*GIVEN TASK A*. Print the part of the freewheel conversion thread running from "Six and 99.9%" down to "(Feb 25, 2002)", word for word.
*GIVEN TASK B*. Gather each line of the listing that contains the string "track", copying the lines unchanged.

*PASSAGE*.
>>>>

# Old Shimano 6 to 7 speed conversion.



## chas0039 (Jun 26, 2007)

I have an 25 year old Bianchi with a 6 speed Shimano freewheel and I was wondering if there would be any problems involved if I convert the freewheel to 7 speed. I also plan to change out the rear dérailleur as well as the shifters. Common sense tells me I should be OK but my experience with 6 speeds is lacking.

Thanks guys.


----------



## robert_shawn (Oct 5, 2005)

It should work just fine. I did the same thing with one of my bikes when I got a good deal on a set of DA 7 Speed tubular wheels. I only swaped out the chain and shifters since I already had a DA SIS derailler. IIRC, there was no major differneces between the 6 Speed and 7 Speed SIS deraillers.

Shawn


----------



## MR_GRUMPY (Aug 21, 2002)

Six and 99.9% of seven speed freewheels use the same 126mm hub spacing. You will need a seven speed chain because the spacing between the seven speed cogs is narrower.


----------



## Kerry Irons (Feb 25, 2002)

*Index?*



chas0039 said:


> I have an 25 year old Bianchi with a 6 speed Shimano freewheel and I was wondering if there would be any problems involved if I convert the freewheel to 7 speed. I also plan to change out the rear dérailleur as well as the shifters. Common sense tells me I should be OK but my experience with 6 speeds is lacking.


Do you have index or friction shifters? In either case, you probably don't need to replace the rear derailleur unless it is worn out. If friction shifting, you don't need to replace the shifters either.


----------



## FatTireFred (Jan 31, 2005)

Kerry Irons said:


> Do you have index or friction shifters? In either case, you probably don't need to replace the rear derailleur unless it is worn out. If friction shifting, you don't need to replace the shifters either.




were indexed shifters around for 6-spd? can't remember that far back... don't think so


----------



## MR_GRUMPY (Aug 21, 2002)

<<<<

[Entries from a point annotation set]
>>>>

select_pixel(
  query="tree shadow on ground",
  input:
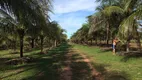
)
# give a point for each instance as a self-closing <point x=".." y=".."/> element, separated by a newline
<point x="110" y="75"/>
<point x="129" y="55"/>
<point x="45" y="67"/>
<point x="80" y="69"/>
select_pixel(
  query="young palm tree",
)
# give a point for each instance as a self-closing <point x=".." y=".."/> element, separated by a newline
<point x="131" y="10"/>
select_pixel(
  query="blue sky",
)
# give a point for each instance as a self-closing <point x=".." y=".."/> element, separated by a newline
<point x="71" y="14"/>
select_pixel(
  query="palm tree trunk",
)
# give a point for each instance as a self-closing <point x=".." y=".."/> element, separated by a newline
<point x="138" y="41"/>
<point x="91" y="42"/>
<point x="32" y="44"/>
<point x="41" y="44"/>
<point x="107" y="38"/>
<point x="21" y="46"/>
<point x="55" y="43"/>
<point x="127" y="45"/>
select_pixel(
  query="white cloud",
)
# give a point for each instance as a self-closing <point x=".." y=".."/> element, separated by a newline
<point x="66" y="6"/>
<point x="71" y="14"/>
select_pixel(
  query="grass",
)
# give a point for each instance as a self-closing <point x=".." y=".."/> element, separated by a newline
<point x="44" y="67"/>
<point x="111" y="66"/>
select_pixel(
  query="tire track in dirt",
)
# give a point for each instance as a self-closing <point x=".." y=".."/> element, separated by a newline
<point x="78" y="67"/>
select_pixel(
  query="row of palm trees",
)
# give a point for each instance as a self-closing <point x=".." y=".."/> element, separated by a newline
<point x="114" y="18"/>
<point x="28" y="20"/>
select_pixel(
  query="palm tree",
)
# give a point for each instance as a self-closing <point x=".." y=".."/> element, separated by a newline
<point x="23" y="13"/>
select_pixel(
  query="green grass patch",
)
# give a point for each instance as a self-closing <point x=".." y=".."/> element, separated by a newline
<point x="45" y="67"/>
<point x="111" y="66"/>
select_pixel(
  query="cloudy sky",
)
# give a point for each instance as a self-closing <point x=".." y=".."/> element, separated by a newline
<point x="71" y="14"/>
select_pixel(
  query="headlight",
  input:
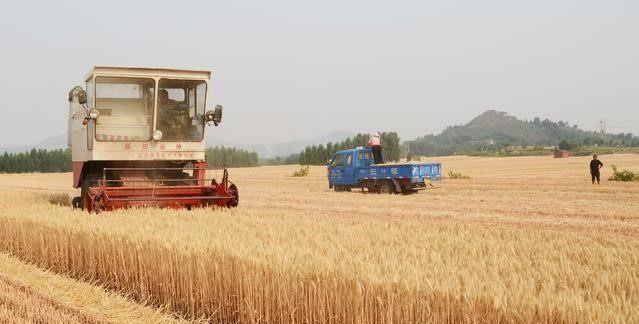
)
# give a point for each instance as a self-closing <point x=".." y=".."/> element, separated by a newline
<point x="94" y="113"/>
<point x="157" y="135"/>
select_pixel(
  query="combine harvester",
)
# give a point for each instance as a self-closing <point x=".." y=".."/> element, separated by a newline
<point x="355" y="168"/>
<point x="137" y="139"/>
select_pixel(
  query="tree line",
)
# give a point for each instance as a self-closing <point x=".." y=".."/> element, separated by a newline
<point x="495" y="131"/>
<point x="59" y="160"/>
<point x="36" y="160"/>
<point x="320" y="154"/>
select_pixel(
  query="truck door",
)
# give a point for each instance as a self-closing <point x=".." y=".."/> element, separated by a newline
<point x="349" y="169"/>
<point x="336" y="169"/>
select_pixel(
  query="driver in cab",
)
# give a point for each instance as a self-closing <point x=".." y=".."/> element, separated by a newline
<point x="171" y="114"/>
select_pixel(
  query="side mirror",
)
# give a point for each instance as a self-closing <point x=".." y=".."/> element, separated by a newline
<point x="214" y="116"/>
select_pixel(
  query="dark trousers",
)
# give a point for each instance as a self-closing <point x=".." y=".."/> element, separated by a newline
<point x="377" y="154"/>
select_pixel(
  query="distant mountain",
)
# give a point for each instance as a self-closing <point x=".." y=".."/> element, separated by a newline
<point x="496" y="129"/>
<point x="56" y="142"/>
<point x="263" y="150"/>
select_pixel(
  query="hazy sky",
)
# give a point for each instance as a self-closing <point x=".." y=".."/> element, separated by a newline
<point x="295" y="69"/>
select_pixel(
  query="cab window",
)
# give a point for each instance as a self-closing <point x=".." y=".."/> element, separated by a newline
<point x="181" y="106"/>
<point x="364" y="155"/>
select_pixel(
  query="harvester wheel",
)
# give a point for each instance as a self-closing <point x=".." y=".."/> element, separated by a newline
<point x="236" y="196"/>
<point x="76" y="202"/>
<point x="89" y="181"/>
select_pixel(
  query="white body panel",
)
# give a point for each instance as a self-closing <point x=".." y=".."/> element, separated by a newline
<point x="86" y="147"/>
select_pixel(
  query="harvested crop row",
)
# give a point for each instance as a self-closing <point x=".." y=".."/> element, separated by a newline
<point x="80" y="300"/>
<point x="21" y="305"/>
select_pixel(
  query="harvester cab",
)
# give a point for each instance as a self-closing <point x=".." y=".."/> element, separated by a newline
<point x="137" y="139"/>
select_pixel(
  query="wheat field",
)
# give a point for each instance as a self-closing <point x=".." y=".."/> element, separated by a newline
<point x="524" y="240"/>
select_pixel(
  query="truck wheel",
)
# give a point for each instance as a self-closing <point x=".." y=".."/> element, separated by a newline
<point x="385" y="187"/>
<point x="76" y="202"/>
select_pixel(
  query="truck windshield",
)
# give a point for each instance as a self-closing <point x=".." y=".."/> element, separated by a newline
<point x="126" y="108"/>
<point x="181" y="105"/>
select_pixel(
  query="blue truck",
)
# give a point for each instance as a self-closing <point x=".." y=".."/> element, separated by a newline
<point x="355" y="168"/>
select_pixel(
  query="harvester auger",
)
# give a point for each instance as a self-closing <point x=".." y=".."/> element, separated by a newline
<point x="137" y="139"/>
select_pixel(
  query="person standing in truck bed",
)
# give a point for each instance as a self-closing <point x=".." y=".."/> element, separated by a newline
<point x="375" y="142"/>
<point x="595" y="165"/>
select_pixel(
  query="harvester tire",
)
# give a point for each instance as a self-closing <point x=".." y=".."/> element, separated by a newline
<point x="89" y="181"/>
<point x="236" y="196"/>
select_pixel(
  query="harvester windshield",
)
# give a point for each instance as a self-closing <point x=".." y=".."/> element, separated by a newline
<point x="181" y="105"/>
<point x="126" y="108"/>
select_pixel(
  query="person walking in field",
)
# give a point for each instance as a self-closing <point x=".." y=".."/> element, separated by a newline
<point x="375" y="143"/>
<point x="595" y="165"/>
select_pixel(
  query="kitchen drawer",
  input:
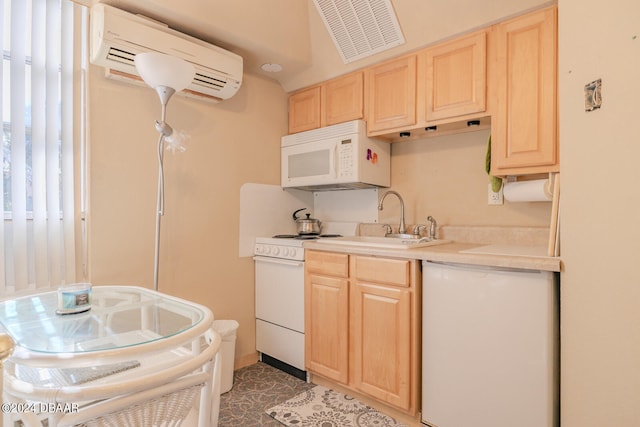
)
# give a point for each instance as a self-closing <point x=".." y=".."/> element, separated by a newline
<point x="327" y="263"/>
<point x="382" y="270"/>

<<<<
>>>>

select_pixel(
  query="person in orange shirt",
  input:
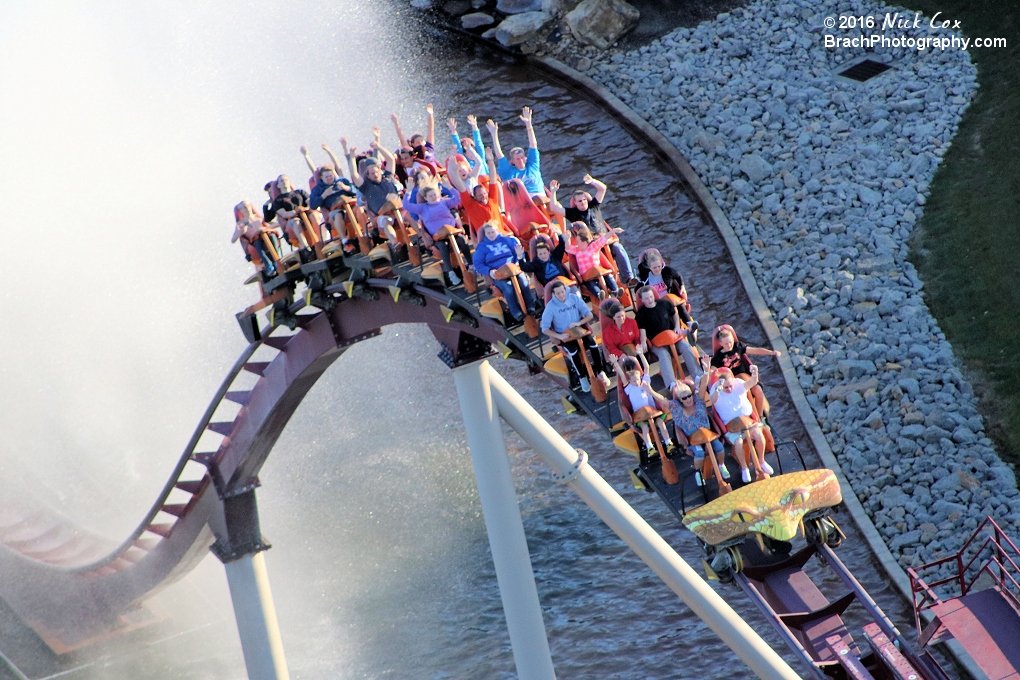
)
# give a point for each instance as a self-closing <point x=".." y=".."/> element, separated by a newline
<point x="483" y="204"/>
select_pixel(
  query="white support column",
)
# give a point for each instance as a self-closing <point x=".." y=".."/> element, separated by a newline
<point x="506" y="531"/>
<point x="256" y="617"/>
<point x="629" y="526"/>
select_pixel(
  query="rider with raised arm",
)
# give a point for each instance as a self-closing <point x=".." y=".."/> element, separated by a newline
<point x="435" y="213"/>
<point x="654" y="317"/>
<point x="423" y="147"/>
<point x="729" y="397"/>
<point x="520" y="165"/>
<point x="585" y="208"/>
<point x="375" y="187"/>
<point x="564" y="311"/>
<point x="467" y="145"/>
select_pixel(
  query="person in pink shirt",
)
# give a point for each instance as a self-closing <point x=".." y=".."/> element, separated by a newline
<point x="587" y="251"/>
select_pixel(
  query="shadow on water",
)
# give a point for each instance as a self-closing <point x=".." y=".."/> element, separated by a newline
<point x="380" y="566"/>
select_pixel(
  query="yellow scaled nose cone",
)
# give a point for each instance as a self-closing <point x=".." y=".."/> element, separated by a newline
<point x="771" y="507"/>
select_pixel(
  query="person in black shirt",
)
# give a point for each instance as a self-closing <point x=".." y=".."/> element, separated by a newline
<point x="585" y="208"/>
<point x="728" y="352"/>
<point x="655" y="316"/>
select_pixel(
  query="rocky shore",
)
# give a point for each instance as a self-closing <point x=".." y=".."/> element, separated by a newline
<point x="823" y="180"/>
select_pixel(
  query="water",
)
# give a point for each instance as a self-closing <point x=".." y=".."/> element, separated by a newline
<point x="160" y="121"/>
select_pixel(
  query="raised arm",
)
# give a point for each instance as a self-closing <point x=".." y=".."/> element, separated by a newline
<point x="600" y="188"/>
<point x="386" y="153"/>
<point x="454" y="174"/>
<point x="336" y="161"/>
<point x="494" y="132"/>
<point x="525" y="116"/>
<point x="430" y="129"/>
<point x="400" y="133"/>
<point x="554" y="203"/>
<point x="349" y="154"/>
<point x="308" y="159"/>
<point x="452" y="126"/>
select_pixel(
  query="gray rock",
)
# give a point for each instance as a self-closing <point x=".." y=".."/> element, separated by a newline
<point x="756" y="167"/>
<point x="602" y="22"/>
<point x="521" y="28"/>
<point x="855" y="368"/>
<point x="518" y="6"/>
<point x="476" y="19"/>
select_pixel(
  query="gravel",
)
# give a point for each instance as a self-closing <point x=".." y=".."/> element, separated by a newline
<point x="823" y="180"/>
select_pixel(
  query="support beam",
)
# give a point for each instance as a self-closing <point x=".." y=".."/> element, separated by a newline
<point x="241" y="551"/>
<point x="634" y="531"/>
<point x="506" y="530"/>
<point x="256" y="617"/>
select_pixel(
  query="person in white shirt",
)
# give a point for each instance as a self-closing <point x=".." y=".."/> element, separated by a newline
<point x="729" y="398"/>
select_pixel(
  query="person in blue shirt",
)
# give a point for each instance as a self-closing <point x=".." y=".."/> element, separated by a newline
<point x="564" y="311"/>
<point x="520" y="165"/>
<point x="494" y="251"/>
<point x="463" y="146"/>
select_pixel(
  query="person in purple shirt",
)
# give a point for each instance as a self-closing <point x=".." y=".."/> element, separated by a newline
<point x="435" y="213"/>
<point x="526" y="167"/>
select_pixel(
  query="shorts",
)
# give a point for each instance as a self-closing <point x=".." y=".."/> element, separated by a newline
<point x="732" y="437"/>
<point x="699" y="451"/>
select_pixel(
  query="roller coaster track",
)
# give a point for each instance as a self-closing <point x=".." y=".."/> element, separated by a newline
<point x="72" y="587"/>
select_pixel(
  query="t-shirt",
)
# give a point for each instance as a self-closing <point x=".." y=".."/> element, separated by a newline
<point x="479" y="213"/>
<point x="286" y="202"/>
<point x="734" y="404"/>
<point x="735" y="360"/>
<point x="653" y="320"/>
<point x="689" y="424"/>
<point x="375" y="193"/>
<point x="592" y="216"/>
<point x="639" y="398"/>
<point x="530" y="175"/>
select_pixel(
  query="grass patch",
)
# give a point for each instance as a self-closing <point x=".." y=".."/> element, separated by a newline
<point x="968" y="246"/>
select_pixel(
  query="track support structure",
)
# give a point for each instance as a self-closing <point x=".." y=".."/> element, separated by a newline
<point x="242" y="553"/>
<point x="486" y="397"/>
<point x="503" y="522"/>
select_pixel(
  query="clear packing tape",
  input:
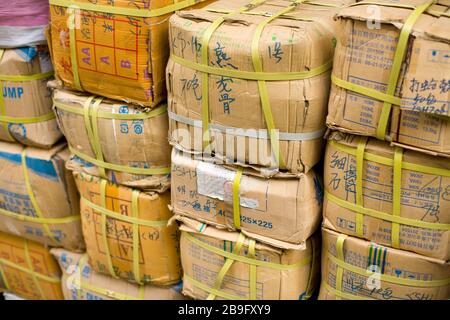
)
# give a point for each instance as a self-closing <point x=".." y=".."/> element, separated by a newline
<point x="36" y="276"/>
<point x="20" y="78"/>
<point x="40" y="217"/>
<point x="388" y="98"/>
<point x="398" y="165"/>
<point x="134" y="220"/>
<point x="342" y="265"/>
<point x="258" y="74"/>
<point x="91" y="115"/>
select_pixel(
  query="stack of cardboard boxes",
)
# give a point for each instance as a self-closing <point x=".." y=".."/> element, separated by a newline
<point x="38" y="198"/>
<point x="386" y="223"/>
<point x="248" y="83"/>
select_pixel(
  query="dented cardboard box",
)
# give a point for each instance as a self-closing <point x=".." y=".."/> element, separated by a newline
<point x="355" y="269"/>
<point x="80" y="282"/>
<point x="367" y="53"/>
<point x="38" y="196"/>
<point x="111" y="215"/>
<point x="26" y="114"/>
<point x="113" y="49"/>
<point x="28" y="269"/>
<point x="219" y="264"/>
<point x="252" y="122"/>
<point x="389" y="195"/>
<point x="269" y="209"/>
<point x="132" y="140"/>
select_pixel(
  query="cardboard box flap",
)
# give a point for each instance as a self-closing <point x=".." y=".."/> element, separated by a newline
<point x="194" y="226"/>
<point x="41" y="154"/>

<<<<

*EXERCISE RESULT A*.
Six and 99.9% of seven speed freewheels use the same 126mm hub spacing. You will need a seven speed chain because the spacing between the seven speed cogs is narrower.


----------



## Kerry Irons (Feb 25, 2002)

*EXERCISE RESULT B*.
  query="tire track in dirt",
  query="roller coaster track",
  query="track support structure",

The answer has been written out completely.